##### EXERCISE MATERIAL #####

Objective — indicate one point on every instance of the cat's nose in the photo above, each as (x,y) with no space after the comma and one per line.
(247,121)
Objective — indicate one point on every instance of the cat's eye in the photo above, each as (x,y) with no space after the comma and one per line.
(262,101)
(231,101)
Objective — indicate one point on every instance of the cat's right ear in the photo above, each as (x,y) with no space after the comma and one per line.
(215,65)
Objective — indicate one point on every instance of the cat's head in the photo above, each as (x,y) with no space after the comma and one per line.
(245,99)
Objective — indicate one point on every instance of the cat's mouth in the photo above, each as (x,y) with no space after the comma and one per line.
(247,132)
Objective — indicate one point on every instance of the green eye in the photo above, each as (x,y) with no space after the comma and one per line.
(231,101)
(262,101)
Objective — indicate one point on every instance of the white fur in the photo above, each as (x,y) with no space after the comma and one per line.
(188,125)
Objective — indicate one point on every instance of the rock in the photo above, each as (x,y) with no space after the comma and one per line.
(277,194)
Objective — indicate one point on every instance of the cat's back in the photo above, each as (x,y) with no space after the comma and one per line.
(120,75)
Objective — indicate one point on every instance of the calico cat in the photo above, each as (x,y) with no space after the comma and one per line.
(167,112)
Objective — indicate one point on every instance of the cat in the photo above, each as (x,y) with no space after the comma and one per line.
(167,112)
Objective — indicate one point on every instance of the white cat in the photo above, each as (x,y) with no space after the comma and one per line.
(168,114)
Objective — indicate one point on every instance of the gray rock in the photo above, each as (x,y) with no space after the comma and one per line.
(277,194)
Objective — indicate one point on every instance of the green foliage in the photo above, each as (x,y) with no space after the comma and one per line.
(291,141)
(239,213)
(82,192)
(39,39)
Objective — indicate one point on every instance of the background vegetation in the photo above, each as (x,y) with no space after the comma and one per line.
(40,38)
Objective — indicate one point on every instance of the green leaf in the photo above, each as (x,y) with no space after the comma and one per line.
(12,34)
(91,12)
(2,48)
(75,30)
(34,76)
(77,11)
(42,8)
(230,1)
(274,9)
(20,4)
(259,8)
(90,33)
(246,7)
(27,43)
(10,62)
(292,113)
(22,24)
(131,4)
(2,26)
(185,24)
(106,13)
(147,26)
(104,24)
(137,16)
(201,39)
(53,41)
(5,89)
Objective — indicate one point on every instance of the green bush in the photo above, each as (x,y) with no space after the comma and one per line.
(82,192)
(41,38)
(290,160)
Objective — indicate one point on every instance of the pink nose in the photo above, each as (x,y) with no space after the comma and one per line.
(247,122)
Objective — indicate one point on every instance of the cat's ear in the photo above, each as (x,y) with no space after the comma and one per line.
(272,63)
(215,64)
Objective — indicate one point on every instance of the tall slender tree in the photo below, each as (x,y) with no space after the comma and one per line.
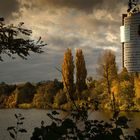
(68,72)
(108,70)
(81,72)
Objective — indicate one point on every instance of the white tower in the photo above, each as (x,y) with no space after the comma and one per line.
(130,38)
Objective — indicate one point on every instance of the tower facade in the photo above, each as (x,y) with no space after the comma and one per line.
(130,38)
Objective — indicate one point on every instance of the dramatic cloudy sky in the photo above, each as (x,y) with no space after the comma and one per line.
(92,25)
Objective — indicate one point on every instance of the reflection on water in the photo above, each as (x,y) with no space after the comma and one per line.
(33,118)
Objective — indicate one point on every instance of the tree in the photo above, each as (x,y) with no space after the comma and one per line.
(12,41)
(81,72)
(68,72)
(108,70)
(25,93)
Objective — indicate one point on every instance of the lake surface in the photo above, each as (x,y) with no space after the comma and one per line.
(33,118)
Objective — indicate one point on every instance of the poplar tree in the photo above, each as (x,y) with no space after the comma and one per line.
(81,72)
(68,72)
(108,71)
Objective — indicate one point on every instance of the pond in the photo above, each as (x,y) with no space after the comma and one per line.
(33,118)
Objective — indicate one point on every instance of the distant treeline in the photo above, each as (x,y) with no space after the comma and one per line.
(122,87)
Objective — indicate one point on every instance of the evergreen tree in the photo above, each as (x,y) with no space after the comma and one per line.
(68,72)
(81,72)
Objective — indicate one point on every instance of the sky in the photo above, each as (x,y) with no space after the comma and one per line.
(92,25)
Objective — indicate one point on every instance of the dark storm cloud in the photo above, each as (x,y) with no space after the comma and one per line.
(7,7)
(84,5)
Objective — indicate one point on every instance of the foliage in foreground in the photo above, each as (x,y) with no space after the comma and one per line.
(78,127)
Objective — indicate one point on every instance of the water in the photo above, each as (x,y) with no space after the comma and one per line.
(33,118)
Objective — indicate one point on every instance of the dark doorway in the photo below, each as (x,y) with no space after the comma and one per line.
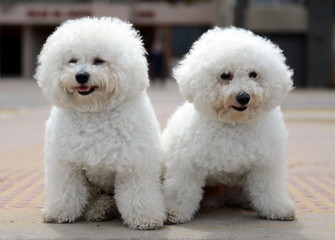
(10,51)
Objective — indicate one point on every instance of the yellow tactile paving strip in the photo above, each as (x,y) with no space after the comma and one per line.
(22,183)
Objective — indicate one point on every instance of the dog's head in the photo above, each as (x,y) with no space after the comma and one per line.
(233,75)
(92,64)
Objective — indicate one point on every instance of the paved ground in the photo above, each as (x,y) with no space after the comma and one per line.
(310,117)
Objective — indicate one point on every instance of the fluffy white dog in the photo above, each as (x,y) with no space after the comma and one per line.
(231,131)
(102,138)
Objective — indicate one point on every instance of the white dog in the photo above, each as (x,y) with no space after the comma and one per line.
(231,131)
(102,138)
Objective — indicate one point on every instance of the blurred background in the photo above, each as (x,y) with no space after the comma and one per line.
(304,29)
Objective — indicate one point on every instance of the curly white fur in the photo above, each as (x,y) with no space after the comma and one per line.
(102,134)
(216,139)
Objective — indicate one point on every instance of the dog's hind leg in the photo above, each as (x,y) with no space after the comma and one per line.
(67,192)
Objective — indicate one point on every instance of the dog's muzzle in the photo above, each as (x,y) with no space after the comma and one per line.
(82,78)
(243,99)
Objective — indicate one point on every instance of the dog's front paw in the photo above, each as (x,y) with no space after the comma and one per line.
(60,218)
(174,217)
(147,223)
(284,213)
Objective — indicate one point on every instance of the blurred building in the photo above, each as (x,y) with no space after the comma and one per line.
(296,25)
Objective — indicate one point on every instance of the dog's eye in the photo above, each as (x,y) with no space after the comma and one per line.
(73,60)
(227,76)
(252,74)
(98,61)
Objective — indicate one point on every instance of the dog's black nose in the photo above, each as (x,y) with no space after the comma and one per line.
(82,77)
(243,98)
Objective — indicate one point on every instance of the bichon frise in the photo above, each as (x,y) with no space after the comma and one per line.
(102,138)
(231,131)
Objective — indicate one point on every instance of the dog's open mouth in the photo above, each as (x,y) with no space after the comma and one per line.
(85,90)
(240,109)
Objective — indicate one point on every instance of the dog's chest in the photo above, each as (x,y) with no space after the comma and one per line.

#####

## [AIM OF THE TASK]
All of the lines above should be printed exactly, minus the pictures.

## [OUTPUT FOR THIS TASK]
Objective — indicate one point on every instance of the cat's nose in the photo above, each as (x,y) with no space after the comma and one per line.
(247,121)
Objective — indicate one point on every instance of the cat's eye in the photo above, each as (x,y) with no space after the comma and one per line.
(262,101)
(231,101)
Objective — indicate one point on every instance of the cat's right ear in the photo above, each as (x,y) with no space after the comma and one per line.
(215,65)
Objective — indicate one point on every instance of the cat's head in the photo above, each as (x,y) with no space after the comma and one per line.
(245,99)
Objective — indicate one point on every instance of the cat's mouth in the photo above, each as (x,y) with no space after the comma and one per line.
(247,132)
Objective — indicate one point on every instance of the green eye in the photo above, each as (x,y) with no space after the comma and one per line.
(231,101)
(262,101)
Objective — indicate one point on every instance of the white fur in the photo above, each as (x,y) with no space after the comma and one per line.
(188,125)
Objective — indicate one point on every instance of the rock in the photo above, each as (x,y) with no space after the comma and one per line.
(277,194)
Objective — indicate one point on every instance of the cat's back in the photo above, each as (x,y) with no space after the comma and one per line.
(120,75)
Objective — indicate one point on every instance of the calico cat in the photo above, each as (x,y) with no space after the comma and one per line.
(167,112)
Objective — indicate one point on every instance of the cat in the photo above, each as (x,y) with no space after the comma and one per line.
(167,112)
Objective — indicate one point on every instance of the white cat in the photo above, each as (x,y) with no space after the comma and one per line.
(168,114)
Objective — indicate one point on every instance of the gray rock in the photo above, each as (x,y) with no space after the comma and one per line.
(277,194)
Objective — indicate one point on every instance of the green foliage in the photo above, each as (x,y) with no space after the comma and one per line.
(291,141)
(239,213)
(82,192)
(39,39)
Objective — indicate one point on every instance of the background vegetation in the photo above, each as (x,y) with no space after the comma and one per line.
(40,38)
Objective — indicate one point on every instance of the green leaf in the photo above, each as (x,y) with no space after the comma and one per line.
(12,34)
(91,12)
(2,48)
(75,30)
(34,76)
(77,11)
(42,8)
(230,1)
(274,9)
(20,4)
(259,8)
(90,33)
(246,7)
(27,43)
(10,62)
(292,113)
(22,24)
(131,4)
(2,26)
(185,24)
(106,13)
(147,26)
(104,24)
(137,16)
(201,39)
(53,41)
(5,89)
Objective — indicate one point on every instance of the green bush in the photo above, each as (x,y) with no space after the comma and one per line.
(82,192)
(41,38)
(290,160)
Objective — indicate one point on every instance of the pink nose in the photo above, each as (x,y) with no space after the comma and one per line.
(247,122)
Objective — indicate one point on every instance of the cat's ear in the photo above, each as (x,y) with no space after the comma and one per line.
(272,63)
(215,64)
Objective — indicate one point on every instance of the tall slender tree in the photo below, each as (x,y) with no space after the comma and one per line.
(68,72)
(108,70)
(81,72)
Objective — indicate one point on every instance of the white tower in the photo above, each as (x,y) with no space after the comma and one per line.
(130,38)
Objective — indicate one point on every instance of the tower facade in the photo above, each as (x,y) with no space after the comma and one per line.
(130,38)
Objective — indicate one point on every instance of the dramatic cloudy sky in the photo above, each as (x,y) with no space after the comma and one per line.
(92,25)
Objective — indicate one point on every instance of the reflection on water in the photo above, each as (x,y) with no space after the comma and one per line.
(33,118)
Objective — indicate one point on every instance of the tree in the photo above, each as (x,y) with no space after the comma and one per line.
(12,41)
(81,72)
(68,72)
(108,70)
(25,93)
Objective — indicate one point on every instance of the lake surface in the photo above, each as (x,y) with no space after the comma and one per line.
(33,118)
Objective — indicate one point on every instance of the poplar tree in the photo above, each as (x,y) with no space after the comma and one per line.
(81,72)
(68,72)
(108,71)
Objective — indicate one point on every instance of the pond in the photo above, each as (x,y) with no space after the comma and one per line.
(33,118)
Objective — indicate one point on every instance of the distant treeline in the photo above, each as (x,y) with no space after the comma and one per line.
(122,87)
Objective — indicate one point on every instance of the evergreen tree in the photo above, each as (x,y) with no space after the comma and one per line.
(68,72)
(81,72)
Objective — indicate one point on every instance of the sky in the photo above, each as (x,y) with no space after the comma and one per line.
(92,25)
Objective — indicate one point on every instance of the dark storm cloud in the photo above, each as (x,y) with no space after the comma and one per line.
(7,7)
(84,5)
Objective — indicate one point on every instance of the foliage in foreground in the photo above, each as (x,y) with no space after the comma and one per line.
(78,127)
Objective — indicate one point on every instance of the water in the photo above, each as (x,y) with no space after the comma and one per line.
(33,118)
Objective — indicate one point on every instance of the dark doorway in the photo below, each as (x,y) with no space after the comma and one per line.
(10,51)
Objective — indicate one point on every instance of the yellow tactile paving strip in the photo above, each as (x,y) with no space after the comma and one per line.
(22,183)
Objective — indicate one point on every instance of the dog's head in the photo above, each as (x,y) with no space after the comma and one per line.
(233,75)
(92,64)
Objective — indicate one point on every instance of the paved ground in the photo above, each as (x,y) with no space after the comma and one per line.
(310,117)
Objective — indicate one point on every instance of the fluffy white dog in the photo above, each as (x,y) with no space after the comma and one per line.
(231,131)
(102,138)
Objective — indicate one point on every instance of the white dog in the photo above, each as (x,y) with no space after the comma and one per line.
(231,131)
(102,138)
Objective — indicate one point on every instance of the blurred background in the photo above, each as (x,y) with no space after the comma and one per line.
(304,29)
Objective — indicate one point on every instance of the curly white fur in the photo above, each as (x,y) with no space after the comma and one per line.
(102,134)
(216,139)
Objective — indicate one point on every instance of the dog's hind leg in the photo above, each as (x,y) with no space after the comma and one per line.
(67,192)
Objective — indicate one point on every instance of the dog's muzzle in the photo above, each as (x,y) with no space after the comma and one per line.
(82,78)
(243,99)
Objective — indicate one point on every instance of the dog's front paw in the photo above, each as (x,y) with no space after the comma and one per line.
(60,218)
(174,217)
(147,223)
(284,213)
Objective — indicate one point on every instance of the blurred building in the photo above, each as (x,y) with no space after the comma and one per line.
(296,25)
Objective — indicate one point on every instance of the dog's eye in the photo above, each as (x,y) with no space after the comma and one per line.
(73,60)
(227,76)
(252,74)
(98,61)
Objective — indicate one point on every instance of the dog's black nose in the photo above, each as (x,y) with no space after the comma and one per line.
(82,77)
(243,98)
Objective — indicate one point on every instance of the bichon frise in the photo above, each as (x,y) with no space after the comma and one per line.
(102,138)
(231,131)
Objective — indicate one point on every instance of the dog's open mouth in the photo above, each as (x,y) with no space after the comma and one per line.
(85,90)
(240,109)
Objective — indicate one point on every instance of the dog's chest in the photo above, each as (x,y) with no space after the comma and one per line.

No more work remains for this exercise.